(begin)
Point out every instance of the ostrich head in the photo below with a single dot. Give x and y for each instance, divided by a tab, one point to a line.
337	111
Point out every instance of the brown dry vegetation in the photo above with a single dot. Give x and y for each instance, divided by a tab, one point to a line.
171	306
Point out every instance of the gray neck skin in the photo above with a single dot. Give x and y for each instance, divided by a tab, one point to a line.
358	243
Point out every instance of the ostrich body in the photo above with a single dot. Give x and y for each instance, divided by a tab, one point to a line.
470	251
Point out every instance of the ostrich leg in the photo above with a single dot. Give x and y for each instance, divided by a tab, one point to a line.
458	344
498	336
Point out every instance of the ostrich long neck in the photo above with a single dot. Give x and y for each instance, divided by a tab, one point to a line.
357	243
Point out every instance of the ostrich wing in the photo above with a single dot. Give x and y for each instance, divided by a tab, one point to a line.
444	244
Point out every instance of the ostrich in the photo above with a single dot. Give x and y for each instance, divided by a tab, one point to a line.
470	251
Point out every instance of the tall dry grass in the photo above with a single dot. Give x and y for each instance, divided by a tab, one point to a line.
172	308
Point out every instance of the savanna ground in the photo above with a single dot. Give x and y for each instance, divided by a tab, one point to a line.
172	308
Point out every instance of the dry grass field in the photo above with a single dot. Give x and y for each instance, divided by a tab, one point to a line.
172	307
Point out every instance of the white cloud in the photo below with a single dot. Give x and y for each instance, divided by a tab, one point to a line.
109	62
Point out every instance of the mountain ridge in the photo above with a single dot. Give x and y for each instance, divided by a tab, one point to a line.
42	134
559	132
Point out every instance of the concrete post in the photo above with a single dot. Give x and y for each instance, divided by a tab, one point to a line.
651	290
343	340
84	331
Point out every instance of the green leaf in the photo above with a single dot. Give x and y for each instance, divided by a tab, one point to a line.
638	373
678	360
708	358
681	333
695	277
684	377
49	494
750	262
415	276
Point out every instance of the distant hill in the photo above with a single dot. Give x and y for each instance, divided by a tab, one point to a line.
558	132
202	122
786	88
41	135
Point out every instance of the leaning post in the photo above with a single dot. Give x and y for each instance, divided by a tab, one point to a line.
(end)
* **PROMPT**: Reproduce the material precisely, including every line.

* **RESPONSE TO THIS TASK**:
Point out every instance of the ostrich head in the photo below with a single dot. Give x and y for each instance, divided by a tab, one point to a line.
337	111
Point out every instance of the brown dry vegetation in the photo above with a single dot. Give x and y for each instance, divided by a tab, one point to a line.
171	306
Point out every instance of the gray neck skin in the photo above with a single dot. Give x and y for each instance, divided by a tab, one point to a line.
358	243
Point out every instance of the ostrich body in the photo above with a single dot. Give x and y for each instance, divided by a tab, one point to a line.
470	251
Point out every instance of the ostrich leg in the photo above with a single dot. Give x and y for each instance, divided by a tab, one point to a line.
458	344
498	336
Point out every instance of the ostrich long neck in the photo above with a single dot. Give x and y for each instance, divided by a tab, one point to a line.
357	243
Point out every instance of the ostrich wing in the photo above with a single dot. Give x and y for each instance, divided by a tab, one point to a line.
444	244
Point out every instance of the ostrich in the photo above with a single dot. Give x and y for each instance, divided by a tab, one point to a line.
470	251
Point out every instance of the tall dry grass in the photo above with a single dot. Give x and y for each instance, divided by a tab, one point to a line.
172	308
Point out every instance of the savanna ground in the photo above with a single dot. Give x and y for each instance, divided by a tab, one point to a line.
172	308
Point out every instance of the dry grass field in the photo above with a single dot. Give x and y for each instance, divided by a tab, one point to a line.
172	307
Point out every instance of the white cloud in the photo below with a single dot. Give x and y for each instance, divided by a tab, one point to a line.
109	62
Point out every instance of the mountain ridge in the photo above with a single dot. Give x and y for each instance, divided by a tab, one point to a line.
42	134
559	132
Point out every instance of the concrete post in the photo above with a single dot. Give x and y for each instance, divided by a tab, one point to a line.
651	290
343	340
84	331
Point out every instance of the green leaf in the photo above with a single dot. Give x and y for each instance, divided by a tab, one point to a line.
638	373
678	360
708	358
681	333
695	277
684	377
49	494
750	262
415	276
Point out every instance of the distant hill in the photo above with a single dot. Give x and y for each instance, divided by a tab, one point to a line.
558	132
202	122
786	88
41	135
Point out every instance of the leaning post in the photo above with a single dot. Give x and y for each instance, divided by a tab, one point to a line.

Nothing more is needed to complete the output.